Records from a data collection

%%

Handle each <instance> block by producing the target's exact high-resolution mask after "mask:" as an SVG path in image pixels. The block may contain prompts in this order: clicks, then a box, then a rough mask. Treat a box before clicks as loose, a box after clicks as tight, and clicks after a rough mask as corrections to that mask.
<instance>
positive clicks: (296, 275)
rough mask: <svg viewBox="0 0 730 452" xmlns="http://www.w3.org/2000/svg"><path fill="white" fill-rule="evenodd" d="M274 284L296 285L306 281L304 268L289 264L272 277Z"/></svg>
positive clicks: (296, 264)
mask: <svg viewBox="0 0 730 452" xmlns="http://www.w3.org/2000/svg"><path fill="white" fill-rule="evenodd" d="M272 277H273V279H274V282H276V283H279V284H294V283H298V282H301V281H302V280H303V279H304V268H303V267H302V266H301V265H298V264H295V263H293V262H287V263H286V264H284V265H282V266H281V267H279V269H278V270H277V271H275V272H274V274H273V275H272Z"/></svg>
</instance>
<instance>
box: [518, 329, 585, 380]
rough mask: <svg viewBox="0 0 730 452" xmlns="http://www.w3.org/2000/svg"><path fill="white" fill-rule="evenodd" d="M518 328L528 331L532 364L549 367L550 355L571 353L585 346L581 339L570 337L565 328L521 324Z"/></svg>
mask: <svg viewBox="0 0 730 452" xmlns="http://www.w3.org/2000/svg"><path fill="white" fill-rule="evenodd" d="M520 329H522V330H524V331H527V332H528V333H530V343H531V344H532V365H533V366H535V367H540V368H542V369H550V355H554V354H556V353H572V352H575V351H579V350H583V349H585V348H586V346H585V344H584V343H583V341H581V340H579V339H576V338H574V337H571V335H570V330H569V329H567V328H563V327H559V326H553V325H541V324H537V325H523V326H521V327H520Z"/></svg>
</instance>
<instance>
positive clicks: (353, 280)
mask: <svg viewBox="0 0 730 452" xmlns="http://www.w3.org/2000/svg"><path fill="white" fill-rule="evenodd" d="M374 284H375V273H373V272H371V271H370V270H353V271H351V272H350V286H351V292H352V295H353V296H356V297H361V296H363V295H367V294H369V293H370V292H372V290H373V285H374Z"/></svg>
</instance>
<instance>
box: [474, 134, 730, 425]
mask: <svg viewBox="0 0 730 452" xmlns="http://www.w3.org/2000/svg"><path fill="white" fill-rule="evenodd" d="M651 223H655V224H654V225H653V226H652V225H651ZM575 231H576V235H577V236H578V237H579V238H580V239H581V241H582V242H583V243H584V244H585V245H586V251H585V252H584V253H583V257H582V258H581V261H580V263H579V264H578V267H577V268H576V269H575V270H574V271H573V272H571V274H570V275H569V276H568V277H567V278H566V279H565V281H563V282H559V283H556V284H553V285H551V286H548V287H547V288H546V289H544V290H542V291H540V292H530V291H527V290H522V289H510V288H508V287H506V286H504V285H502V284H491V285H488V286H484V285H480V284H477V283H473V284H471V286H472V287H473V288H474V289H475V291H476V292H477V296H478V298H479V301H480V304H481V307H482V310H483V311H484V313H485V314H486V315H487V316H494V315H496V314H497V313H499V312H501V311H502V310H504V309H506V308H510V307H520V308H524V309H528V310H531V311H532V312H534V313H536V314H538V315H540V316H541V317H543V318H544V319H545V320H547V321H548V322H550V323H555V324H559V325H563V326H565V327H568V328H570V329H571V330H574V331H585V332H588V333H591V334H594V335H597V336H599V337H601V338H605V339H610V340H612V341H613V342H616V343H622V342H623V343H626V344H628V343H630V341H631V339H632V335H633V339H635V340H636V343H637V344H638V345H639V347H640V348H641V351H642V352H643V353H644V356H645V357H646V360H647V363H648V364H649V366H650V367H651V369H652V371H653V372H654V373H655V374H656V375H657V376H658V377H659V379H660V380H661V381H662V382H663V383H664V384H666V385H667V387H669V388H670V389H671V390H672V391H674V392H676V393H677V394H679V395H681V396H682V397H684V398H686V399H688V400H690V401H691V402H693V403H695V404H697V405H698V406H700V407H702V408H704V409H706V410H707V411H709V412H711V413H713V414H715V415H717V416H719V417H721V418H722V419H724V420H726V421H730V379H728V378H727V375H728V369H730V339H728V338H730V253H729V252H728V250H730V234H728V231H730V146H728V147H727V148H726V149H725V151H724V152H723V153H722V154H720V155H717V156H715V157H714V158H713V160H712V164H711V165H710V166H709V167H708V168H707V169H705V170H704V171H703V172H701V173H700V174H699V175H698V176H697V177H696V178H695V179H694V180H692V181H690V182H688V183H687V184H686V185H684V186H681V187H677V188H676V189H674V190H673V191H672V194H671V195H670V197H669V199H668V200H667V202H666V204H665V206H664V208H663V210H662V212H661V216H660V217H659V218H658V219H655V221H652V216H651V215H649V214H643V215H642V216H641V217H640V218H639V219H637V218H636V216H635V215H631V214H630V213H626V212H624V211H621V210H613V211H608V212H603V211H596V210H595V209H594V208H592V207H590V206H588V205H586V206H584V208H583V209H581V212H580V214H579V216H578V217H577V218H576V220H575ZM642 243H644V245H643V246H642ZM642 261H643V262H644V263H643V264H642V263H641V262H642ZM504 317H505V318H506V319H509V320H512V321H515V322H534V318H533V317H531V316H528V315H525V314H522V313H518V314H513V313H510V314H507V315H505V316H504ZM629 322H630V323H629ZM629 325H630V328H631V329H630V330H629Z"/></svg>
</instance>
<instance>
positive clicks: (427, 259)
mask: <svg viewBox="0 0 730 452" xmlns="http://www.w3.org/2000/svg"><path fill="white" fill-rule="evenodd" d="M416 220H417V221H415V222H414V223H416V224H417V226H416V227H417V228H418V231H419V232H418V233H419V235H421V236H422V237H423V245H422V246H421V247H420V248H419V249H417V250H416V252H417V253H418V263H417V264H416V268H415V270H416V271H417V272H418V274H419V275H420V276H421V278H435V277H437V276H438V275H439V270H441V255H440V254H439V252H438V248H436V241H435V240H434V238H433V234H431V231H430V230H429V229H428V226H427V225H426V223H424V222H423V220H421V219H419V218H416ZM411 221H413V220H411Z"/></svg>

%%
%%

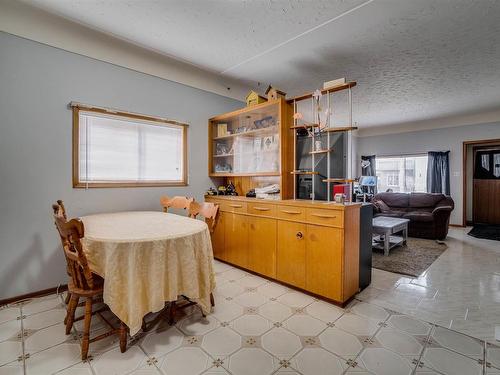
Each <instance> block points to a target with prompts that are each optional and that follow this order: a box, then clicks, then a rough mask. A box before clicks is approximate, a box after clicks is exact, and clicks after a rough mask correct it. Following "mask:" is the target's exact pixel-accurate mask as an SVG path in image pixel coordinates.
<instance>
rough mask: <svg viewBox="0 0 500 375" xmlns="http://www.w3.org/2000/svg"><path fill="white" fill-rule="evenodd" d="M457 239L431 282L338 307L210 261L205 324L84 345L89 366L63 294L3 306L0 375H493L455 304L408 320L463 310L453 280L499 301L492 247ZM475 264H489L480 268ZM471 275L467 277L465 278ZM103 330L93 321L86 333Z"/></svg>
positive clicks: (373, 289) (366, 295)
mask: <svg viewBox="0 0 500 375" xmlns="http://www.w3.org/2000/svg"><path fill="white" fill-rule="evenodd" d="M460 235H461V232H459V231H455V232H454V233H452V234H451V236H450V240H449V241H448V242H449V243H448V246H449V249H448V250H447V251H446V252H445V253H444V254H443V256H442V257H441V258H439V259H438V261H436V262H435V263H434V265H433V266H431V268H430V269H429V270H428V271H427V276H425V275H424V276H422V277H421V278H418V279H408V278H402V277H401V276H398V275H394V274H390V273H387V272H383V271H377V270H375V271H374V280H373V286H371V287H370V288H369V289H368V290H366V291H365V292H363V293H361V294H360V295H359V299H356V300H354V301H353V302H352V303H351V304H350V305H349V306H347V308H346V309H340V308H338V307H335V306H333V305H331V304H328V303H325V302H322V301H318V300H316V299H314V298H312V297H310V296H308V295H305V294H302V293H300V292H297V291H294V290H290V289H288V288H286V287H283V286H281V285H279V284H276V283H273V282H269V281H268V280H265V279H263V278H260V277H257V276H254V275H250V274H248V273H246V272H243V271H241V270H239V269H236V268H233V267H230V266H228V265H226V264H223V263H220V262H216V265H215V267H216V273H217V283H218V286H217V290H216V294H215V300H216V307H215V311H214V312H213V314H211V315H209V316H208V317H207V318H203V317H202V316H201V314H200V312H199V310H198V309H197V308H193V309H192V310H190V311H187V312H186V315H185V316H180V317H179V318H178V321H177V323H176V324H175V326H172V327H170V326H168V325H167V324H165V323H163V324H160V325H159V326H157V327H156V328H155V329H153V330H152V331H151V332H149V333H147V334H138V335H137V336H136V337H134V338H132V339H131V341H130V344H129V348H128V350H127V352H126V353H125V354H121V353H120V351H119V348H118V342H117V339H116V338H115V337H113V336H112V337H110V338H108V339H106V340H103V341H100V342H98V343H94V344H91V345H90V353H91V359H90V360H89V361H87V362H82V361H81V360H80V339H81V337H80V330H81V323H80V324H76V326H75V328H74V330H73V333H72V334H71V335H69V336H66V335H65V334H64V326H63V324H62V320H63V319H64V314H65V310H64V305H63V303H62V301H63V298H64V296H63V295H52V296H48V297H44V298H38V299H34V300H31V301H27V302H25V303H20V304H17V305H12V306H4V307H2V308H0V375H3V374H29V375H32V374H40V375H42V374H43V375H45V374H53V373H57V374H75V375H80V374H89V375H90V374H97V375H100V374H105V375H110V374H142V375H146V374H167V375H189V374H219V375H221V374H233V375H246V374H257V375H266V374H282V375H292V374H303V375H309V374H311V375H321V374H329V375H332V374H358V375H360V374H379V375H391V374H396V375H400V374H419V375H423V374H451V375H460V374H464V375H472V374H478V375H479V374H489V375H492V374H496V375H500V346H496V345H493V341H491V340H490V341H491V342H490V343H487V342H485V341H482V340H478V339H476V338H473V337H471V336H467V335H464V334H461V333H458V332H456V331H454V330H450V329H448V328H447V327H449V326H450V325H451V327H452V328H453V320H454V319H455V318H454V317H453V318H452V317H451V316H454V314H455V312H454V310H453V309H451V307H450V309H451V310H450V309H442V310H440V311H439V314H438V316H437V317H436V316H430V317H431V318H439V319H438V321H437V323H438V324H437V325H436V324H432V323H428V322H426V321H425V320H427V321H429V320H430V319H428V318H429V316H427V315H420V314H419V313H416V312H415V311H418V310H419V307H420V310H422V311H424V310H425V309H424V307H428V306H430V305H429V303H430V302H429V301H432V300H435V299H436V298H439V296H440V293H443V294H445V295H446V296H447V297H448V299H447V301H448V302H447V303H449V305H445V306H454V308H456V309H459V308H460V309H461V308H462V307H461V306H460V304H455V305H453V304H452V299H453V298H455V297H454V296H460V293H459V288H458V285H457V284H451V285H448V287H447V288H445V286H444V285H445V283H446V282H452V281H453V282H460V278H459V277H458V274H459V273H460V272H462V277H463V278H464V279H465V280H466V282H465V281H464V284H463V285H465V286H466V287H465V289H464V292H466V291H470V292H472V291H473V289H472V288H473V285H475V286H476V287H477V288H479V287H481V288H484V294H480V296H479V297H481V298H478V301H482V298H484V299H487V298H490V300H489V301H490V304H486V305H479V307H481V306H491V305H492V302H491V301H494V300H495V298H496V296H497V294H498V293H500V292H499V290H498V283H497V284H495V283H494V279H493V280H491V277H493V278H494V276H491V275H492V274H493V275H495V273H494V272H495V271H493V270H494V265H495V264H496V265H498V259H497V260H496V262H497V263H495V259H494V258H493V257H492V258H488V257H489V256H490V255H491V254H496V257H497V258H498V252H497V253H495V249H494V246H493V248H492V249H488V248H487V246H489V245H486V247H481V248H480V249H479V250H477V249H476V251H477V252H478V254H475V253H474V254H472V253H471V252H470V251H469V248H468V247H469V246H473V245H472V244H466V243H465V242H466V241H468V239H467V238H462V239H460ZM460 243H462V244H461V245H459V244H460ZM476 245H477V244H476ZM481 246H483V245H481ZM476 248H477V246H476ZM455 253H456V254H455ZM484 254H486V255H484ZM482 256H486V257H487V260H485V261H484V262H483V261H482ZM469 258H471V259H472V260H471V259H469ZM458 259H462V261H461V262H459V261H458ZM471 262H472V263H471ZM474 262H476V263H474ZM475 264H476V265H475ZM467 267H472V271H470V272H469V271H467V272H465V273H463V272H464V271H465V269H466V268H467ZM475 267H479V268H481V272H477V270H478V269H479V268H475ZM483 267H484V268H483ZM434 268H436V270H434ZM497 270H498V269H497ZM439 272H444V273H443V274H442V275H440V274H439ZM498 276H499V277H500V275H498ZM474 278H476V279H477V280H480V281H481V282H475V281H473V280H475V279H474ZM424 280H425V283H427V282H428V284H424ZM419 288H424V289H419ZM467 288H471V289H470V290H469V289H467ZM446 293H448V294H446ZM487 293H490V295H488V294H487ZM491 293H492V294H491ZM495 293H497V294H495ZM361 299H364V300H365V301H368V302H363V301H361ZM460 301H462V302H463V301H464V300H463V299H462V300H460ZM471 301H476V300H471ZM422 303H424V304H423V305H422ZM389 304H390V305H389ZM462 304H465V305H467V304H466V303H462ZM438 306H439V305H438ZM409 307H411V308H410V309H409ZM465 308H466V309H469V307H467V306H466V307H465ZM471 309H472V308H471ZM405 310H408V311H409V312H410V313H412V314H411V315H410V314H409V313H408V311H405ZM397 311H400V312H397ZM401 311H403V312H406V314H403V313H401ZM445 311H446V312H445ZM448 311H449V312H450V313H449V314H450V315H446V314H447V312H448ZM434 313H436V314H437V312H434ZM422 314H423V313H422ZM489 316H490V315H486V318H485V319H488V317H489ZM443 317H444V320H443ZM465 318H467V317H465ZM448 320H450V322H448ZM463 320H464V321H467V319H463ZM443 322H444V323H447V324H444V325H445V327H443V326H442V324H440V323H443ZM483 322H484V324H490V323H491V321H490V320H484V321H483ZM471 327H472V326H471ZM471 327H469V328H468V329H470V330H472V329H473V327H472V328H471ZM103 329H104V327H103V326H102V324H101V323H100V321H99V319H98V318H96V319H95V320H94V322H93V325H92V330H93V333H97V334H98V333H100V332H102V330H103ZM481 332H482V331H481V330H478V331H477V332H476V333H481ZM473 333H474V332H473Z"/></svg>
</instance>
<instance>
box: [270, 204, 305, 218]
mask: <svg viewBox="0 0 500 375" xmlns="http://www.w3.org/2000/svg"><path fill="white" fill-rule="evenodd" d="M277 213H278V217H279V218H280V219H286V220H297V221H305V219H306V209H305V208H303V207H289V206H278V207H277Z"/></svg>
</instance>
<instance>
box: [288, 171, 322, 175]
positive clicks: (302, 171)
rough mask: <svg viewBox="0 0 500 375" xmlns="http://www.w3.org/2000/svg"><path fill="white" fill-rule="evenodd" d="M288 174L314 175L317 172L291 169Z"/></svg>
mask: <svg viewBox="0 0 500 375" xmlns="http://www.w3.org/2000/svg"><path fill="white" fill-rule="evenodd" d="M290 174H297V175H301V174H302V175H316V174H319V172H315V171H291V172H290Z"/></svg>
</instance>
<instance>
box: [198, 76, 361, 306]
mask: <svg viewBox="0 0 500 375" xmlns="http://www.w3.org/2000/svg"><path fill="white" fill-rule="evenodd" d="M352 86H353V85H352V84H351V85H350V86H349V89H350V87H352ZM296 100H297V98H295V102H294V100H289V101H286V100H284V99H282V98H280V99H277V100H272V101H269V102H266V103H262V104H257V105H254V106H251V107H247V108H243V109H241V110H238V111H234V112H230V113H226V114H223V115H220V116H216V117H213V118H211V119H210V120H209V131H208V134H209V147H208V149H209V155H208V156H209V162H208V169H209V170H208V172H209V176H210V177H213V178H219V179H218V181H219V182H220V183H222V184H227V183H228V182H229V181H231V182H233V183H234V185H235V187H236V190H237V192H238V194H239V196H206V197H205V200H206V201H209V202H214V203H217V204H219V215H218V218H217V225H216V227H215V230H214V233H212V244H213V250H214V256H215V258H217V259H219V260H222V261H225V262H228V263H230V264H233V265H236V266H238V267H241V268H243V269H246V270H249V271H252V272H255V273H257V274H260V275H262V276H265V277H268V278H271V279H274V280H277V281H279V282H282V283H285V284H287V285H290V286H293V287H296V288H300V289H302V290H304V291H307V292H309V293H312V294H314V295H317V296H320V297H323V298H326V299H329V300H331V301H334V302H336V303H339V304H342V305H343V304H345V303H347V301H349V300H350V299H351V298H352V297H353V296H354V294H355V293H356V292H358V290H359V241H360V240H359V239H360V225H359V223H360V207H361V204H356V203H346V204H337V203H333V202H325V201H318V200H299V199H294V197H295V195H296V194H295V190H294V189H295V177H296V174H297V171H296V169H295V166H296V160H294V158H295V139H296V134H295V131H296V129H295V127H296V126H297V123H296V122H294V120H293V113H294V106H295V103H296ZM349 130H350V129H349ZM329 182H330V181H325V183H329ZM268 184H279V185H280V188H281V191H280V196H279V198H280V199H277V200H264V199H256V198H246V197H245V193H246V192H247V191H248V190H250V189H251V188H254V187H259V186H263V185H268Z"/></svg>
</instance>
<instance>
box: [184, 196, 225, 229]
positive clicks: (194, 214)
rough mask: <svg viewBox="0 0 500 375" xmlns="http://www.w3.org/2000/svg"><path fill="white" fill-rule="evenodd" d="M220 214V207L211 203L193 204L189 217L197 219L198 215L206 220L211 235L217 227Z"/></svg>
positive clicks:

%%

> [Work task]:
What you return must be the lines above that run from the line with "positive clicks: (296, 275)" to the line with "284L296 285L306 281L304", inclusive, each copied exactly.

> [Result of this task]:
positive clicks: (296, 275)
rough mask: <svg viewBox="0 0 730 452" xmlns="http://www.w3.org/2000/svg"><path fill="white" fill-rule="evenodd" d="M274 284L296 285L306 281L304 268L289 264L272 277Z"/></svg>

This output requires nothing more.